▶ SHORT TASK
Return each line from the items below that contains the word "windshield", copied as it appears, one line per row.

(Object location annotation data)

==================================================

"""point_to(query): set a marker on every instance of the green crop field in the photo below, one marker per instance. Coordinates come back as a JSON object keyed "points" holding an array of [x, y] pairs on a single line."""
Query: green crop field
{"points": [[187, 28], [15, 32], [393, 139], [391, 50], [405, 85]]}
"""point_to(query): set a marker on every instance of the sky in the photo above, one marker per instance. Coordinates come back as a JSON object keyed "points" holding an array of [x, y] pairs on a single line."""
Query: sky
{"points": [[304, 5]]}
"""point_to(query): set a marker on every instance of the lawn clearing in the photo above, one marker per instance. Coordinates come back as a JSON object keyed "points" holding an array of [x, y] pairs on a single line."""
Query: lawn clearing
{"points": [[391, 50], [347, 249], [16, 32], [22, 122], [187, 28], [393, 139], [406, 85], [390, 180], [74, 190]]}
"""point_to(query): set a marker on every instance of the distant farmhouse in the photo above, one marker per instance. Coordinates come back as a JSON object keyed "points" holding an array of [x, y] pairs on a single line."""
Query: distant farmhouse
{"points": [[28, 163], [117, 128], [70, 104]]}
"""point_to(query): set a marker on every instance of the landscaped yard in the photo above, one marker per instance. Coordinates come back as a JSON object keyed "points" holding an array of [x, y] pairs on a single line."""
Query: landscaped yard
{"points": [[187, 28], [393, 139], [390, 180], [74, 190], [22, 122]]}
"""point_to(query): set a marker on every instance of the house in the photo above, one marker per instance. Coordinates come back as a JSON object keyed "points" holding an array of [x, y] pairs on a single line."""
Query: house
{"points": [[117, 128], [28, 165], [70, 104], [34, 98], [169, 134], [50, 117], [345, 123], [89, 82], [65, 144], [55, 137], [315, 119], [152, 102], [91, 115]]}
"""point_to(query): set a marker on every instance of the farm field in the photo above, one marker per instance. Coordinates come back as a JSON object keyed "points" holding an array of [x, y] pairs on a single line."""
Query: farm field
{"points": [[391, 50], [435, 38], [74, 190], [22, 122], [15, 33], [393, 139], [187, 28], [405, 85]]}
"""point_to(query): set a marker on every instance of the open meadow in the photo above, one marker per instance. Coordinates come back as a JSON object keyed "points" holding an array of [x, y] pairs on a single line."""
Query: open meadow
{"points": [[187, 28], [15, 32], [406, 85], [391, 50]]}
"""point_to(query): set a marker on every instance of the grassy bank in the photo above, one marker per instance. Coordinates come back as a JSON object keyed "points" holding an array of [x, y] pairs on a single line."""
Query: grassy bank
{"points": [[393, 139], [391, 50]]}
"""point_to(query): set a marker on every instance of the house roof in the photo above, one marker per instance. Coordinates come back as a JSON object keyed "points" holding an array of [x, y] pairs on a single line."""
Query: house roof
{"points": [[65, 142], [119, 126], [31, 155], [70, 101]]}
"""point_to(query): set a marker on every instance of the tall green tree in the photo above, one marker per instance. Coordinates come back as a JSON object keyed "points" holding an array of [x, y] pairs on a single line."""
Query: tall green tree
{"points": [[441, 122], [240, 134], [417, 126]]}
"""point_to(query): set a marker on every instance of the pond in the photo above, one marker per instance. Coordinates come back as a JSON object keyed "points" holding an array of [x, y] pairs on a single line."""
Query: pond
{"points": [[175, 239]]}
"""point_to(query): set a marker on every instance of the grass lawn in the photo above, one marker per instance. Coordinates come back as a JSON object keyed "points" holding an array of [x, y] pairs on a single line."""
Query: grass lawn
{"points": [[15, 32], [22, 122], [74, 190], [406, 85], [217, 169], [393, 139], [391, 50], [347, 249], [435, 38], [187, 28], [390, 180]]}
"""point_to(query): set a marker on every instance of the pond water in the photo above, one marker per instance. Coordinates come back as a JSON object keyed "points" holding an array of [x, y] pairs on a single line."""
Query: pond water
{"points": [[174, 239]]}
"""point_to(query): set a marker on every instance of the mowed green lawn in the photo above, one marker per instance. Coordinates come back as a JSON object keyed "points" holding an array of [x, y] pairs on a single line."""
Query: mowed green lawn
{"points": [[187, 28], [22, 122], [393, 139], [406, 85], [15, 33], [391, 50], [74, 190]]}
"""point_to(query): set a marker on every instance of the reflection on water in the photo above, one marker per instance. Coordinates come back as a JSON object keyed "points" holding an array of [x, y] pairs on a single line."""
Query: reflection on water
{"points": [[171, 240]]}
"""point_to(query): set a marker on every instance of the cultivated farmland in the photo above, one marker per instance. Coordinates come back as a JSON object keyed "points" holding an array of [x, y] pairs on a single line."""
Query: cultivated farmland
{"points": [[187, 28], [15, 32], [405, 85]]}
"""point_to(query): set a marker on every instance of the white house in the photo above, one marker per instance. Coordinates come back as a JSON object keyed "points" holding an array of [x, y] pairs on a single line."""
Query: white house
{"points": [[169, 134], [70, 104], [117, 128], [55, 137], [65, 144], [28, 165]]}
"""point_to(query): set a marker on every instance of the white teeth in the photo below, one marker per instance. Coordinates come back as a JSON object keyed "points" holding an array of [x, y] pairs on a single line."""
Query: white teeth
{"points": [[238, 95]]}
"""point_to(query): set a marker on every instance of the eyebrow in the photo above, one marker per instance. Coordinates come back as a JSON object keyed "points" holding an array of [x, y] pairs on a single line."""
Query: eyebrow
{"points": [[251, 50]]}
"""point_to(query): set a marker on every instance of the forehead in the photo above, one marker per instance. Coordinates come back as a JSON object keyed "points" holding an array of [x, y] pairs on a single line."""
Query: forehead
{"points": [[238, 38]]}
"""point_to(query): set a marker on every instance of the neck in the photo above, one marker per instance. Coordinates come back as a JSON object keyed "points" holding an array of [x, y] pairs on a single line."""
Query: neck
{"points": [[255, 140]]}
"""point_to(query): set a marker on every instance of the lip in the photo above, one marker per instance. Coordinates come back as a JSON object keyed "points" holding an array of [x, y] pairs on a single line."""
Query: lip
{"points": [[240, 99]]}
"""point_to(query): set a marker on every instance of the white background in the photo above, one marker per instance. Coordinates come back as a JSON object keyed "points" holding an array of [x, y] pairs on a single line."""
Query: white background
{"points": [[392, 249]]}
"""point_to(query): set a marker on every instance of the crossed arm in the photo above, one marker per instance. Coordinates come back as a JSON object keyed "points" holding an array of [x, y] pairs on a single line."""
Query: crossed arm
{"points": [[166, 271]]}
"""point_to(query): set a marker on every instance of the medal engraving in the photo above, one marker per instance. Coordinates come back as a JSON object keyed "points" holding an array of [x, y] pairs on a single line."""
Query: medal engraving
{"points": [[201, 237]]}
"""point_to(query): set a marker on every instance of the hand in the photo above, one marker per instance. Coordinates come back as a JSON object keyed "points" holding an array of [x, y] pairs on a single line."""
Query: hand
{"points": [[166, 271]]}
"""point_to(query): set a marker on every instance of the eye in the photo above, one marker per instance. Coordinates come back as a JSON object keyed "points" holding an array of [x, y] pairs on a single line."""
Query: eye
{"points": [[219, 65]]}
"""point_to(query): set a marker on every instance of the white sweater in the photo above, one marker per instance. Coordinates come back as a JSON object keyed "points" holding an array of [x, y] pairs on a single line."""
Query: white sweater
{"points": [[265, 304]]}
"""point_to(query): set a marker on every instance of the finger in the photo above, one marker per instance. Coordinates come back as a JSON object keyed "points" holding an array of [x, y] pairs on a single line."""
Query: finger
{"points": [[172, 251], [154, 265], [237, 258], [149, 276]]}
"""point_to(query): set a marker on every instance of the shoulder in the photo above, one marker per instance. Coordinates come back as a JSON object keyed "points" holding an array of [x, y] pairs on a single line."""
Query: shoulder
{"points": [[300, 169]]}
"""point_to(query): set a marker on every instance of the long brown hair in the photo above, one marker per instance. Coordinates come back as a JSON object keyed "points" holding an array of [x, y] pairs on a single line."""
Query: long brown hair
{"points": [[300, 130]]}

==================================================

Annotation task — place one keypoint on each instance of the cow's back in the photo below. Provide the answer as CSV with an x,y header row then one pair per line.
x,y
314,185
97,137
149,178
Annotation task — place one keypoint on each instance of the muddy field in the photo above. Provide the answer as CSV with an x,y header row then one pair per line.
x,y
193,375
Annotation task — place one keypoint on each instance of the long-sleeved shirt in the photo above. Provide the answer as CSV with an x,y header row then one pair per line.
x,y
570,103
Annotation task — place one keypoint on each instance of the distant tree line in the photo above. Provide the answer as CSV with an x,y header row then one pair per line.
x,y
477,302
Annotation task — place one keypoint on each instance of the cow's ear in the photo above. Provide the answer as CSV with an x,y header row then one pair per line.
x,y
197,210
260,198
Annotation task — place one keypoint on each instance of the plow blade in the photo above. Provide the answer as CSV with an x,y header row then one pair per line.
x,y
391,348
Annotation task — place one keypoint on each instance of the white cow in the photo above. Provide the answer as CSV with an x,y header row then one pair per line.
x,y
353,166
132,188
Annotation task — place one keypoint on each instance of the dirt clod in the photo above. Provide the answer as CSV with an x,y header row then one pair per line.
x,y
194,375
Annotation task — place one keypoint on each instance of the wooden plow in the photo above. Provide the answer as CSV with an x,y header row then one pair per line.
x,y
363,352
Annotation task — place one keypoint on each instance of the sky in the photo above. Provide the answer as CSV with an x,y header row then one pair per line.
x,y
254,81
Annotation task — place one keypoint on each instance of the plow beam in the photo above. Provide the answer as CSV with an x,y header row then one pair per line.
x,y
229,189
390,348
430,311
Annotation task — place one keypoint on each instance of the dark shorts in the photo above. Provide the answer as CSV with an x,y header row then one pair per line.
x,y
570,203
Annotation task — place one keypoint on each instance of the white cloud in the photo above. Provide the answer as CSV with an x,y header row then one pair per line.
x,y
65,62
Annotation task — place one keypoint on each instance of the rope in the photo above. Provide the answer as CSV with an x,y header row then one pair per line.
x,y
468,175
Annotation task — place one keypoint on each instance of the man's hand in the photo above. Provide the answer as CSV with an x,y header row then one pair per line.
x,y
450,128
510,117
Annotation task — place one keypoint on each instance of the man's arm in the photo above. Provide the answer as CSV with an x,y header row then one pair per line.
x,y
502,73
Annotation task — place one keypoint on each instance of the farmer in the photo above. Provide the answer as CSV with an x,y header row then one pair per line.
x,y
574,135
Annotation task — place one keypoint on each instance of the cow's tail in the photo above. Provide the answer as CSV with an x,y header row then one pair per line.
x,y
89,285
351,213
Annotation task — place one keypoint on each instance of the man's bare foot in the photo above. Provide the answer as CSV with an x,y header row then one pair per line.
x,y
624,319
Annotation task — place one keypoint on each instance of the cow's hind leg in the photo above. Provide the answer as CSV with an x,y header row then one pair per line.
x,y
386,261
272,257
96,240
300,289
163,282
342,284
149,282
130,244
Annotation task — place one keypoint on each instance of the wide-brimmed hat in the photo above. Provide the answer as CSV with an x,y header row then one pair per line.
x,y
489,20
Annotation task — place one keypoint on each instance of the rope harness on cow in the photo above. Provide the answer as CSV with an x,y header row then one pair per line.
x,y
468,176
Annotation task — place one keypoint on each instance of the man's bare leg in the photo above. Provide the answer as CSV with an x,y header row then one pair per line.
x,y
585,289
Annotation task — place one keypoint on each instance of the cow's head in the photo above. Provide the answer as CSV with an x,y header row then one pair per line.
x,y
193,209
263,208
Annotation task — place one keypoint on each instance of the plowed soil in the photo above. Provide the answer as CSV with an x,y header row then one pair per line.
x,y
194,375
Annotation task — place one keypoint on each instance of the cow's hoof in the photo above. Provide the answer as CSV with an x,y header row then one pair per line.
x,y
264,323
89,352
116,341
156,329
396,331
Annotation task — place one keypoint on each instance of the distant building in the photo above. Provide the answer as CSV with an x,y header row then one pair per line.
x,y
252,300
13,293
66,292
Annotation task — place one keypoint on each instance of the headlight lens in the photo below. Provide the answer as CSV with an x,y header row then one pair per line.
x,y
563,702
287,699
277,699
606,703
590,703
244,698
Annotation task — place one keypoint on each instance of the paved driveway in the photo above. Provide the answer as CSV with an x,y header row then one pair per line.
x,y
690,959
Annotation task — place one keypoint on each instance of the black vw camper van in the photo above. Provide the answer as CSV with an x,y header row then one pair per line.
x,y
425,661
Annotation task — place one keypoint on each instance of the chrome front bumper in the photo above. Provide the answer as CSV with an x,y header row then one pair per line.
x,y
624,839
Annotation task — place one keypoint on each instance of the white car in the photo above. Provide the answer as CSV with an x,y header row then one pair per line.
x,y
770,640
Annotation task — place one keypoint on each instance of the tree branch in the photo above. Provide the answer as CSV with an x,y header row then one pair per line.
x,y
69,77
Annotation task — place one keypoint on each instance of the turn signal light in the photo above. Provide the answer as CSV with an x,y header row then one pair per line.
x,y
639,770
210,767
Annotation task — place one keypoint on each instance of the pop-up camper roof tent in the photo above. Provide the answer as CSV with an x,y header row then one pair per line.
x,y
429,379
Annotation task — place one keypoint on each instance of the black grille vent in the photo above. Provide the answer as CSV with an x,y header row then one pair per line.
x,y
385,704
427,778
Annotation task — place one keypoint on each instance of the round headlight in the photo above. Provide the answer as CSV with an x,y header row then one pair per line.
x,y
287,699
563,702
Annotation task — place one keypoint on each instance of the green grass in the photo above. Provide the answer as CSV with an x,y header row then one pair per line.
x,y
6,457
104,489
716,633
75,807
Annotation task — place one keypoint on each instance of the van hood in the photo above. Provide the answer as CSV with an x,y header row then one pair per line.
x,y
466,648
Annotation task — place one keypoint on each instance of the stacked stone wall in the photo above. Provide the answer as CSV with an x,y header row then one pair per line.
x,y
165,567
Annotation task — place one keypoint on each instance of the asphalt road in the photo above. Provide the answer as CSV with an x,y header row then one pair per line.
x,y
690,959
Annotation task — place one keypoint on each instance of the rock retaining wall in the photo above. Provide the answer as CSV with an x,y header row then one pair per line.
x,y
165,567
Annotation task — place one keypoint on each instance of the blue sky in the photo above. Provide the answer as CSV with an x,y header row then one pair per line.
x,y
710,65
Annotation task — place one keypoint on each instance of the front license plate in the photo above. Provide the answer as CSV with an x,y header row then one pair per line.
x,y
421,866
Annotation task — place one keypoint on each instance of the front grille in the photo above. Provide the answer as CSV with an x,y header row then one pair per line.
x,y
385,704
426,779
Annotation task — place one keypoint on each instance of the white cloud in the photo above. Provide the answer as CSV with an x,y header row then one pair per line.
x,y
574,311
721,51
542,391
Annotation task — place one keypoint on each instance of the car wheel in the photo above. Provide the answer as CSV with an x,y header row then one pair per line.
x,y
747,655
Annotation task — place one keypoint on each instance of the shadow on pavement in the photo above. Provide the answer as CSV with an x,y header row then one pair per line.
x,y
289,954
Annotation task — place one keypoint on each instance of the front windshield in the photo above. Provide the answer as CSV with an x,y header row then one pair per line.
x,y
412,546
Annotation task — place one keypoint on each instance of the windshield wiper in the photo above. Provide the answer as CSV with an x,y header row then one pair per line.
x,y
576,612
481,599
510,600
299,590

==================================================

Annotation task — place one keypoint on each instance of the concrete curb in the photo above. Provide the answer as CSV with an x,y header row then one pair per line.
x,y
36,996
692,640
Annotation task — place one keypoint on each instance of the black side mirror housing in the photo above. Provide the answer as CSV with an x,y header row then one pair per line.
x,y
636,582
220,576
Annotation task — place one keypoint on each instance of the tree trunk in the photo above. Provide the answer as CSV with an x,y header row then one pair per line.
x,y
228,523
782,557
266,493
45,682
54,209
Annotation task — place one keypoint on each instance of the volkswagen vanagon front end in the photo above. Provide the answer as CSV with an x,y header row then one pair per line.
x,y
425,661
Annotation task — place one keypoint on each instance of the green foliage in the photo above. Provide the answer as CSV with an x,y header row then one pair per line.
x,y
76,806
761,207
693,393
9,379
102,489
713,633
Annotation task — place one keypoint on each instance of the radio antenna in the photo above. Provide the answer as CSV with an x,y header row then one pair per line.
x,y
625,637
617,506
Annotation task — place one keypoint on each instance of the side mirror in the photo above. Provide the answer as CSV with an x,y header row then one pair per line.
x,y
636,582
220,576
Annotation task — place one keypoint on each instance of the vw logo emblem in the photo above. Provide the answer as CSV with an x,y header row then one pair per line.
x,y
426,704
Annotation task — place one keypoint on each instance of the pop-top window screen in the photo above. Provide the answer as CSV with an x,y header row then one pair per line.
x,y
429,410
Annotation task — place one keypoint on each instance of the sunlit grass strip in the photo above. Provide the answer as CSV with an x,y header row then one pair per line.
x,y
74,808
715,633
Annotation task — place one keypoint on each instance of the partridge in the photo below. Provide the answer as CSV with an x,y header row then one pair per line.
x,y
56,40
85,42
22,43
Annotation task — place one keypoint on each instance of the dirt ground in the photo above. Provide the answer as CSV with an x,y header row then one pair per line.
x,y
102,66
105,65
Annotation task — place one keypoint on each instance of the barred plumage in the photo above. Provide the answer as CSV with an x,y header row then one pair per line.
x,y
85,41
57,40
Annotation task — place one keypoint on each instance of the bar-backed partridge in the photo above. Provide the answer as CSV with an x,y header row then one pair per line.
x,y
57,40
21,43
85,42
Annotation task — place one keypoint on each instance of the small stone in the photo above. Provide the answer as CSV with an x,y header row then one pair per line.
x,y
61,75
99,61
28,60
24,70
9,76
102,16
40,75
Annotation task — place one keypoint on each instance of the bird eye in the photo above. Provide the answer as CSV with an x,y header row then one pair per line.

==================================================

▶ EXERCISE SOLUTION
Annotation task — place one keypoint on each instance of the front windshield in the photo above. Provide the answer as CSV with an x,y header row then one pair per line.
Annotation task — place one keypoint on each instance of the windshield wiper in the photo above. Provide the answer as CSV with an x,y header row then one pair per line.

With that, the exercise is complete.